◆ What is being asked:
Read the data and repeat it in full, exactly.

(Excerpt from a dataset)
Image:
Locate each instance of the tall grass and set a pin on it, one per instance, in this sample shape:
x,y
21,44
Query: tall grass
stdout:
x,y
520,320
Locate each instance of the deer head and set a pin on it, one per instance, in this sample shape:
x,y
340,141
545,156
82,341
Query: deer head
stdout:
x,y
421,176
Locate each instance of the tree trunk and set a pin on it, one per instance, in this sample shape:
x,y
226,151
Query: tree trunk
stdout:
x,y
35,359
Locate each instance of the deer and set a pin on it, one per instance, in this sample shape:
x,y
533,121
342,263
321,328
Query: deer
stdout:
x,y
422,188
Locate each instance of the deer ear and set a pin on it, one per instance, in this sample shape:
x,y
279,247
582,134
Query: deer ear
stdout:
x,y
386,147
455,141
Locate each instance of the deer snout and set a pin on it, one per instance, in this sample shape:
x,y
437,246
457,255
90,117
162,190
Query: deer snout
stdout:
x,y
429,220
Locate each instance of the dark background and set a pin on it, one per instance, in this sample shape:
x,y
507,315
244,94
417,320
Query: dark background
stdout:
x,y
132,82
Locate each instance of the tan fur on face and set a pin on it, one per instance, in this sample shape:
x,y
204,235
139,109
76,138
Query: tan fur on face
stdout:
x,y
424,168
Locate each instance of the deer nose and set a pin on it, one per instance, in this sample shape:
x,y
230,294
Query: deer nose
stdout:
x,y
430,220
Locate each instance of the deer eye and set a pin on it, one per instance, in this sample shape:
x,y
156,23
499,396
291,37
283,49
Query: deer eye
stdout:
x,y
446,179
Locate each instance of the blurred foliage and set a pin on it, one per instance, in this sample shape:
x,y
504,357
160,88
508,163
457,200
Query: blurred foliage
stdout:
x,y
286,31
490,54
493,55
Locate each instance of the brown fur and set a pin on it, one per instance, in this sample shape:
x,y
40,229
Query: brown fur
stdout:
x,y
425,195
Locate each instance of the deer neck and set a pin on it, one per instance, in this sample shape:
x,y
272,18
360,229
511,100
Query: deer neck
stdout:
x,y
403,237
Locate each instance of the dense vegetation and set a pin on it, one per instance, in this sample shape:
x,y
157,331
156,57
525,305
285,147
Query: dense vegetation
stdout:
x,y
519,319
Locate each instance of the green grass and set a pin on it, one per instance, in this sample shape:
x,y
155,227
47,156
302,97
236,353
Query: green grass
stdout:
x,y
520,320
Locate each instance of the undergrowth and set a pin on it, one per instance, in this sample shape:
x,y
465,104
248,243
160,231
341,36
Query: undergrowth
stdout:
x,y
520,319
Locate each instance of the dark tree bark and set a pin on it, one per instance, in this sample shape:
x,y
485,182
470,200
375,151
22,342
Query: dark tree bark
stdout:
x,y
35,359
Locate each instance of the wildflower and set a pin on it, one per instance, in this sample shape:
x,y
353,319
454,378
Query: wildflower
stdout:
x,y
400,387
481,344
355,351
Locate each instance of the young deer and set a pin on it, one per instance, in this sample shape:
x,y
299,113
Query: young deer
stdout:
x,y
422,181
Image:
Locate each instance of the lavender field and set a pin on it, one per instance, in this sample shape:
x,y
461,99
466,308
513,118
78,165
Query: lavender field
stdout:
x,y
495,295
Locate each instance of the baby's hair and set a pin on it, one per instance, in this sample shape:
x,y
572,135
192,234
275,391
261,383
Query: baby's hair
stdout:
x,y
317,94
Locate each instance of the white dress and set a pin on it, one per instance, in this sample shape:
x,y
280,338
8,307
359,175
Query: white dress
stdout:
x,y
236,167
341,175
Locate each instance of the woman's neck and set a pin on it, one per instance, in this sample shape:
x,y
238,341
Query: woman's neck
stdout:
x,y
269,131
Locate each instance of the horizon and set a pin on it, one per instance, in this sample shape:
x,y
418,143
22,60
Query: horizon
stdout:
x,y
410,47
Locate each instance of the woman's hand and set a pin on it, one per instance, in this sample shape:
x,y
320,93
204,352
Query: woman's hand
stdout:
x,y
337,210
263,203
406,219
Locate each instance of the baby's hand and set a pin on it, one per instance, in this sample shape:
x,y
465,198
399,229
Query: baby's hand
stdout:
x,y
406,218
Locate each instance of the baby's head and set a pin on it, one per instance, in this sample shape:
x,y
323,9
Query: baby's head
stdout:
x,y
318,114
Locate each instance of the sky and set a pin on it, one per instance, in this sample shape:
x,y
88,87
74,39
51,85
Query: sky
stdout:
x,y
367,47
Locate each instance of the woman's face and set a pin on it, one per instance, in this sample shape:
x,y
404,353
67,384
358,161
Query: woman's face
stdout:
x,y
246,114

◆ Complete response:
Image:
Locate each instance of the tall grass and set a pin on it, one per instance, in this sample shape:
x,y
21,44
Query: tall grass
stdout:
x,y
520,320
Locate each instance of the deer head and set a pin on it, one per instance, in this sample shape:
x,y
340,141
545,156
82,341
Query: deer head
stdout:
x,y
421,176
Locate each instance of the tree trunk and set a pin on it, one per instance, in this sample shape:
x,y
226,151
Query: tree trunk
stdout:
x,y
35,359
Locate each instance of the deer and set a pin on it, one per instance, in this sample shape:
x,y
533,121
342,263
321,328
Query: deer
stdout:
x,y
422,188
Locate each instance of the deer ear and set a pin on it, one per instance, in this sample shape:
x,y
279,247
582,134
Query: deer ear
stdout:
x,y
386,147
455,141
Locate each instance of the deer snout and set a pin on it, one per instance, in this sample shape:
x,y
437,246
457,255
90,117
162,190
Query: deer snout
stdout:
x,y
429,220
Locate each instance of the dark background and set a pin on it, one per instance, in this sample shape:
x,y
507,315
244,94
417,320
Query: dark background
stdout:
x,y
132,82
Locate each instance of the tan fur on face and set a pin on it, one per instance, in this sample shape:
x,y
204,235
139,109
76,138
Query: tan fur on face
stdout:
x,y
424,168
Locate each instance of the deer nose and set a pin on it, one per instance, in this sample shape:
x,y
230,294
Query: deer nose
stdout:
x,y
430,220
Locate each instance of the deer eye and set a pin on it, one per instance, in this sample shape:
x,y
156,23
499,396
291,37
283,49
Query: deer eye
stdout:
x,y
446,179
Locate each instance of the blurred foliage and set a pin on it, one per instance, in this sample shape:
x,y
504,357
160,88
508,163
457,200
Query: blurred foliage
stdout:
x,y
286,31
490,54
493,55
Locate each instance of the brown fur and set a pin on it, one per instance, in this sample shape:
x,y
40,229
Query: brown fur
stdout:
x,y
425,195
Locate each instance of the deer neck and set a pin on it, one per instance, in this sample shape:
x,y
272,18
360,229
511,100
Query: deer neck
stdout:
x,y
403,237
Locate each instance of the dense vegetation and set a pin on it, one per instance, in this sample shape:
x,y
157,331
156,57
525,305
285,147
Query: dense vegetation
stdout:
x,y
519,319
Locate each instance of the green grass and set a pin on it, one per instance, in this sample shape:
x,y
155,227
47,156
302,97
236,353
Query: green grass
stdout:
x,y
520,320
Locate each instance of the undergrowth and set a pin on it, one per instance, in this sample shape:
x,y
465,104
248,243
160,231
341,36
Query: undergrowth
stdout:
x,y
520,319
Locate each instance of the dark tree bark and set a pin on it, one per instance, in this sample shape:
x,y
485,182
470,200
375,151
22,342
Query: dark tree bark
stdout:
x,y
35,359
Locate each instance of the wildflower and set a pin on it, one per instance, in this sample shape:
x,y
353,319
454,378
Query: wildflower
stdout:
x,y
400,387
481,344
355,351
Locate each instance of the young deer and set a pin on it, one per instance, in this sample shape:
x,y
299,113
Query: young deer
stdout:
x,y
422,181
Image:
Locate each instance of the lavender field and set a pin on it, one per instance, in this sample shape:
x,y
461,99
466,308
513,118
78,165
Query: lavender field
stdout:
x,y
495,295
Locate each instance of the baby's hair and set a pin on it, one per instance, in this sample shape:
x,y
572,135
192,234
275,391
261,383
Query: baby's hair
stdout:
x,y
317,94
Locate each instance of the white dress and set a pin on it, one per instance, in this sample shape:
x,y
280,338
8,307
359,175
Query: white dress
stdout:
x,y
236,167
341,175
Locate each instance of the woman's neck and set a pin on it, one per instance, in this sample shape:
x,y
238,341
Query: woman's neck
stdout:
x,y
269,131
Locate each instance of the horizon and set a pin on it, one per instance, in this sample shape:
x,y
418,143
22,60
Query: horizon
stdout:
x,y
410,47
Locate each instance of the woman's hand and set a pin on it, one per instance, in this sample shape:
x,y
320,93
204,352
Query: woman's hand
stdout:
x,y
337,210
263,203
406,219
Locate each instance of the baby's hand and set a pin on it, one per instance, in this sample shape:
x,y
465,198
399,229
Query: baby's hand
stdout:
x,y
406,218
Locate each instance of the baby's head and set a pin on it, one per instance, in this sample shape:
x,y
323,9
Query: baby's head
stdout:
x,y
318,114
Locate each instance of the sky and set a pin on it, one per instance, in this sample shape:
x,y
88,87
74,39
51,85
Query: sky
stdout:
x,y
367,47
Locate each instance of the woman's face and set a pin on it, one per instance, in this sample shape:
x,y
404,353
67,384
358,161
Query: woman's face
stdout:
x,y
246,114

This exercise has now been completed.